**Exercise text**
• • •
What if there was a food you could eat every day, in every meal, that would amaze you with its flavor while it nurtured and healed your body? What if this food were inexpensive and simple to make? And what if it were also essential to healthy digestion, helping you get the most out of the nutrients in the foods you eat?
This wondrous food exists! It’s good old-fashioned, raw-fermented vegetables. Celebrated by cultures around the world and integral to cuisines for thousands of years, this age-old food-preserving technique is reclaiming its rightful place in kitchens today.
In Fresh & Fermented, we’ll teach you how to make your own small-batch fermented veggies with the award-winning flavors of the products from Firefly Kitchens. You don’t need much to get going—a few very basic tools, some fresh vegetables, pure sea salt, and spices. We’ll give you detailed instructions and tips based on our broad experience to set you confidently on your way. By planning ahead and letting Mother Nature do the work, you can have a jar of tangy, fresh ferments on your counter at all times.
After you’ve made your first jar of kraut, you’ll find more than eighty mouth watering ways you can put it to good use. Our home-tested recipes are written with an attention to detail that can help even the most novice cook turn out delicious meals. Transform your breakfasts; add zip to dips, salads, and sandwiches; and boost the vitality of dinners and sparkle of desserts. And the recipes don’t stop there—they’ll inspire you with ideas for how you can adapt everyday foods to incorporate fermented veggies and give you plenty of permission to experiment. We like a tablespoon or three of kraut at every meal. These recipes allow you to incorporate those servings in ways you’d never imagine.
In these pages, you’ll also learn a bit of the science behind fermentation—about the bacteria that make it happen, the critical and integral role they play in our digestion and immune systems, and the incredible health benefits and healing powers that these beneficial bacteria (called probiotics) confer.
We live kraut every single day—we make it, jar it, sell it, talk about it, and teach people to make it. The more we listened to the stories of our customers and friends across the country about how kraut has changed their lives, the more we realized just how little was known about this incredibly healthy food, and how few people were eating it. How could we keep this delicious and healthful secret to ourselves? We wanted both to tell people about it and empower them to do something about it.
So we wrote Fresh & Fermented to bring the bright magic of fermented foods from Firefly Kitchens into your kitchen at home.
• • •
**Tasks to perform**
• A. Answer these questions from the text on fermented vegetables:
(i) What four things does the text list as all you need to get going?
(ii) How many ways to use your first jar of kraut does it promise?
(iii) What name does it give to the beneficial bacteria?
• B. Please write out the text on fermented vegetables from "This wondrous food" to "at all times.".
• C. Does each statement agree with the text on fermented vegetables? Answer yes or no and quote the words that decide it.
(i) Fermented vegetables have been part of cuisines for thousands of years.
(ii) The recipes are meant only for experienced cooks.
(iii) The writers eat kraut only occasionally.
• • •
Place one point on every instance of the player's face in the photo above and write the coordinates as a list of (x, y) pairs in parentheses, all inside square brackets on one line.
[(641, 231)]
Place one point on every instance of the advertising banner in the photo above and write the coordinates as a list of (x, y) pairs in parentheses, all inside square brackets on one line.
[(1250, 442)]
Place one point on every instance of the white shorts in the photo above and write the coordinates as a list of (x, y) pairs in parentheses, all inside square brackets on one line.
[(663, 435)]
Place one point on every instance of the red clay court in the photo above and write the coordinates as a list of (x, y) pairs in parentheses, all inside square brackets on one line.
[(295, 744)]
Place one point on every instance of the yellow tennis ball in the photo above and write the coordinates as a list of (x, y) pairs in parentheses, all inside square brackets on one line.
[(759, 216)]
• • •
**Task answers**
• A.
(i) A few very basic tools, some fresh vegetables, pure sea salt, and spices.
(ii) More than eighty.
(iii) Probiotics.

• B.
This wondrous food exists! It’s good old-fashioned, raw-fermented vegetables. Celebrated by cultures around the world and integral to cuisines for thousands of years, this age-old food-preserving technique is reclaiming its rightful place in kitchens today.
In Fresh & Fermented, we’ll teach you how to make your own small-batch fermented veggies with the award-winning flavors of the products from Firefly Kitchens. You don’t need much to get going—a few very basic tools, some fresh vegetables, pure sea salt, and spices. We’ll give you detailed instructions and tips based on our broad experience to set you confidently on your way. By planning ahead and letting Mother Nature do the work, you can have a jar of tangy, fresh ferments on your counter at all times.

• C.
(i) Yes: "integral to cuisines for thousands of years"
(ii) No: "can help even the most novice cook turn out delicious meals"
(iii) No: "We like a tablespoon or three of kraut at every meal."